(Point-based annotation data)
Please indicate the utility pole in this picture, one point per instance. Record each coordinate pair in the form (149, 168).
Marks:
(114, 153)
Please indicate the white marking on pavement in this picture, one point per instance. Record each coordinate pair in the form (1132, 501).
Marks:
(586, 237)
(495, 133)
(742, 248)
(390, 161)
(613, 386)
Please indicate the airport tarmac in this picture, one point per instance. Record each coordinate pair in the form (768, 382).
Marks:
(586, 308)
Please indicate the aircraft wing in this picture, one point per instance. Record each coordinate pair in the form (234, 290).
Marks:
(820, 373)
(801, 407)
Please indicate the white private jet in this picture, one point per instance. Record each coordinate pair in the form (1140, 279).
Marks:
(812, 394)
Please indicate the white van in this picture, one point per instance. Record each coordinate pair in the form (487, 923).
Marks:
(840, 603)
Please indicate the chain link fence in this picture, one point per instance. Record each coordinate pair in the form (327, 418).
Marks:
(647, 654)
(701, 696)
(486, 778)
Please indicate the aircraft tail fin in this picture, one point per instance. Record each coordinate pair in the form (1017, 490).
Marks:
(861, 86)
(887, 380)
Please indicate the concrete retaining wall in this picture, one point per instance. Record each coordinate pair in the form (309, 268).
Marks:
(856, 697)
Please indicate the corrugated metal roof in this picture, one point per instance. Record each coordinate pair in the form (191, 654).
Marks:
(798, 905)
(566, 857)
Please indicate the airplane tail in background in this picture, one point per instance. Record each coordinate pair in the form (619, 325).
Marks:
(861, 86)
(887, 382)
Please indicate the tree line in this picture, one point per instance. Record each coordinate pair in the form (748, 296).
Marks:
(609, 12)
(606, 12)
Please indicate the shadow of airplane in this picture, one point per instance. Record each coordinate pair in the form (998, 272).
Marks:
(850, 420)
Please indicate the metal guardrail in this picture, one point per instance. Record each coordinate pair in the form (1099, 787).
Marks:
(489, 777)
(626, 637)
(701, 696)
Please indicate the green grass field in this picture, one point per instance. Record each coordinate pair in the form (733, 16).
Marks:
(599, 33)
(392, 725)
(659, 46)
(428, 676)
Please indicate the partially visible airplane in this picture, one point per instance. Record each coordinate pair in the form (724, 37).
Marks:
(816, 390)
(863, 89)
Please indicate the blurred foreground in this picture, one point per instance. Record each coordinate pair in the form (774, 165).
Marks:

_BRIEF_
Replace "indicate" with "locate" in every one of the entries above, and write them all out again with nothing else changed.

_TASK ANSWER_
Please locate the utility pole in this picture, one point per instance. Record each coordinate pair in the form (149, 168).
Marks:
(114, 153)
Please locate the white marking on pavement in this picture, one point per instance. Record each coordinate pair in the form (1132, 501).
Marks:
(586, 237)
(495, 133)
(742, 248)
(390, 161)
(613, 386)
Please locate the airport tarmac in this picture, one point per instance. Record each coordinate pair in the form (768, 382).
Marks:
(586, 308)
Please locate the aircraft wing in this picture, one point per instance. Record each coordinate pair in the form (234, 290).
Marks:
(820, 373)
(801, 407)
Please locate the white private jet in this picture, one point per instance. Record each coordinate pair in the form (1140, 279).
Marks:
(812, 394)
Please locate the white van in this picture, one point per instance. Record each coordinate pair in the form (487, 923).
Marks:
(840, 603)
Please locate the chain link fence in this picture, one point per instance. Record each coordinate pair in the form (327, 418).
Marks:
(647, 654)
(701, 696)
(486, 778)
Please locate the aircraft tail fin in this picture, one point per instance. Record each coordinate pair in the form (1017, 490).
Marks:
(861, 86)
(887, 380)
Please locate the concrete retaining wall in this picture, one point per instance. Record each coordinate pair in the form (309, 268).
Marks:
(856, 697)
Please locate the corrugated metal roof in this picture, one point per instance. Record each coordinate pair in the form (191, 654).
Marks:
(798, 905)
(566, 857)
Please locate the airplane tail in background in this picture, one point per instance. Record each coordinate pair in the form (619, 325).
Marks:
(861, 86)
(887, 382)
Please locate the tree line in this picture, one point per instance. Record each coordinate pair in the form (748, 296).
Marks:
(609, 12)
(606, 12)
Please locate the shadow of airplane in this picture, one point per instance. Record each coordinate pair in the form (998, 272).
Marks:
(850, 420)
Please locate the metal guardrail in this picture, one point per instance. Record each coordinate pair in the form (1099, 787).
Marks:
(489, 777)
(626, 637)
(701, 696)
Please locate the green grass field in this picture, one point per instance. Record each coordinate pair in the form (733, 16).
Marks:
(599, 33)
(392, 725)
(659, 46)
(428, 676)
Please locate the partially visible airplane in this picture, one point per instance. Record each coordinate pair in the form (724, 37).
Marks:
(816, 390)
(863, 89)
Please locate the blurred foreground in this picture, one point per instance. Record each coordinate pair in the form (774, 165).
Marks:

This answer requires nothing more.